*WRITTEN EXERCISE*
Reproduce each of the following records line for line, omitting the pictures from your answer.

*PROVIDED INFORMATION*
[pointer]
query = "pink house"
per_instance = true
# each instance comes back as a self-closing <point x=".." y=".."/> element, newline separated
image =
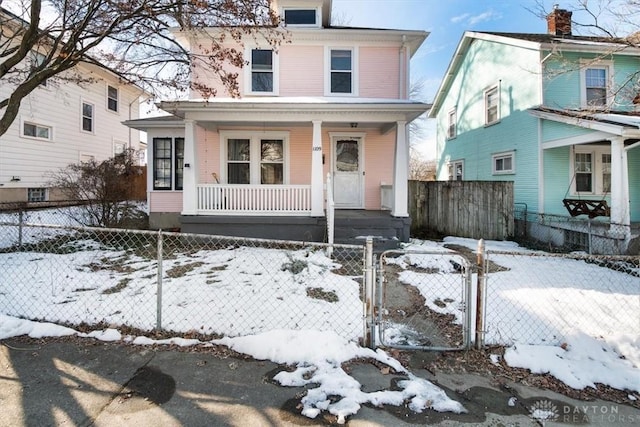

*EXERCISE RESPONSE*
[pointer]
query = "pink house"
per_instance = true
# each instance comes back as a self-closing <point x=".." y=".."/> element, newline separated
image =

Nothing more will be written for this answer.